### Textausschnitt
Schließlich landen wir bei der Debatte, wie viel online gut für uns ist. "Leute, die ihr halbes Leben auf Facebook posten, sind mir suspekt", sagt Irena – und alle nicken. Andererseits will niemand mehr auf den Service der vielen Apps in Sachen Reise, Events und Fitness verzichten. "Wir würden doch in dieser Runde nicht zusammensitzen, wenn wir nicht Chef.One gebucht hätten", werfe ich ein. Von online zu offline sozusagen.

### Bereitgestelltes Material
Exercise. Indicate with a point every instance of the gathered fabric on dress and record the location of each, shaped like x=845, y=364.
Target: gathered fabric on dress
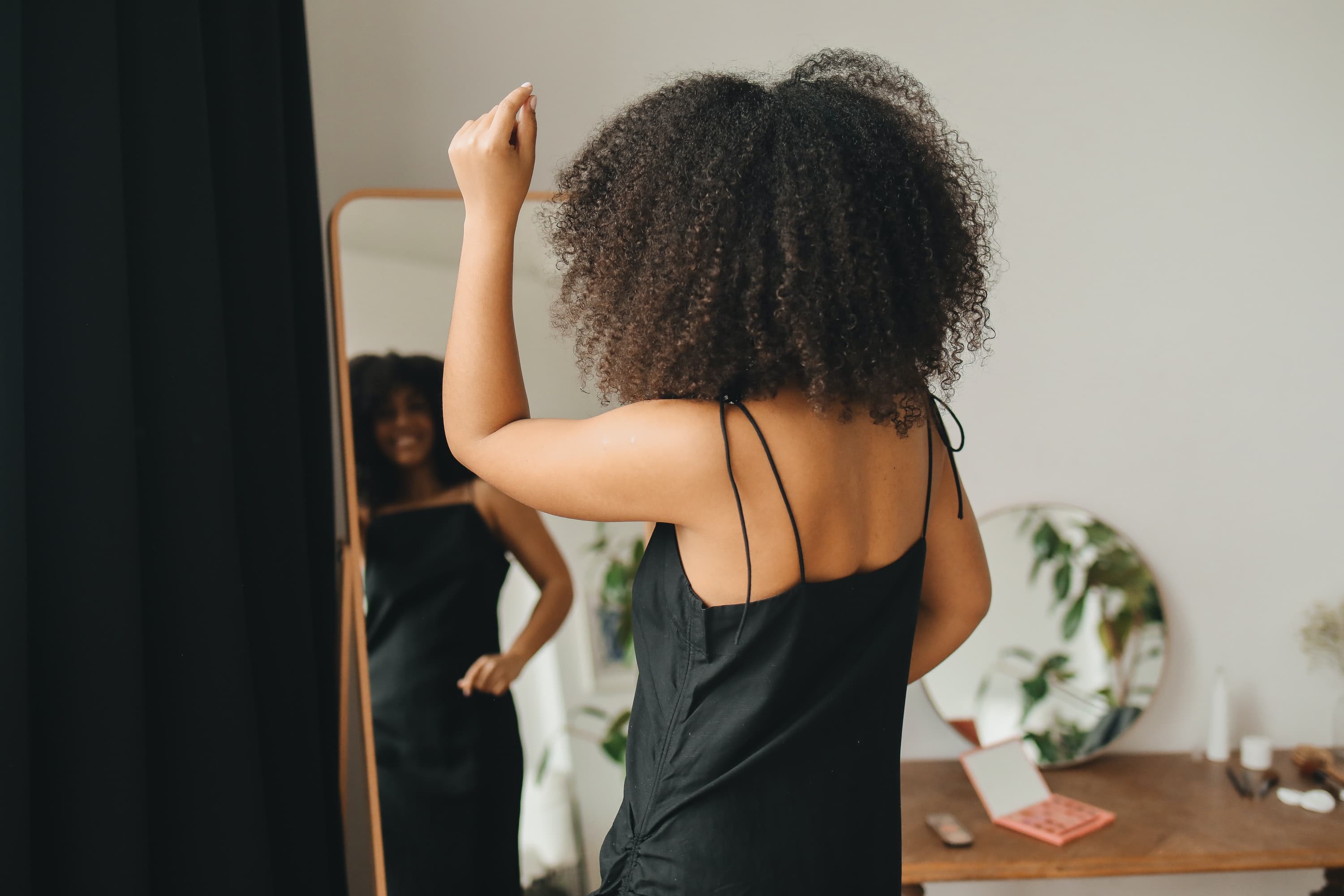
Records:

### Aufgabe A
Was sagt Irena im Textausschnitt über Leute, die ihr halbes Leben auf Facebook posten?
### Aufgabe B
Zitiere den Textausschnitt wörtlich von „Schließlich landen wir“ bis „zu offline sozusagen.“.

### Lösung A
Solche Leute sind ihr suspekt.

### Lösung B
Schließlich landen wir bei der Debatte, wie viel online gut für uns ist. "Leute, die ihr halbes Leben auf Facebook posten, sind mir suspekt", sagt Irena – und alle nicken. Andererseits will niemand mehr auf den Service der vielen Apps in Sachen Reise, Events und Fitness verzichten. "Wir würden doch in dieser Runde nicht zusammensitzen, wenn wir nicht Chef.One gebucht hätten", werfe ich ein. Von online zu offline sozusagen.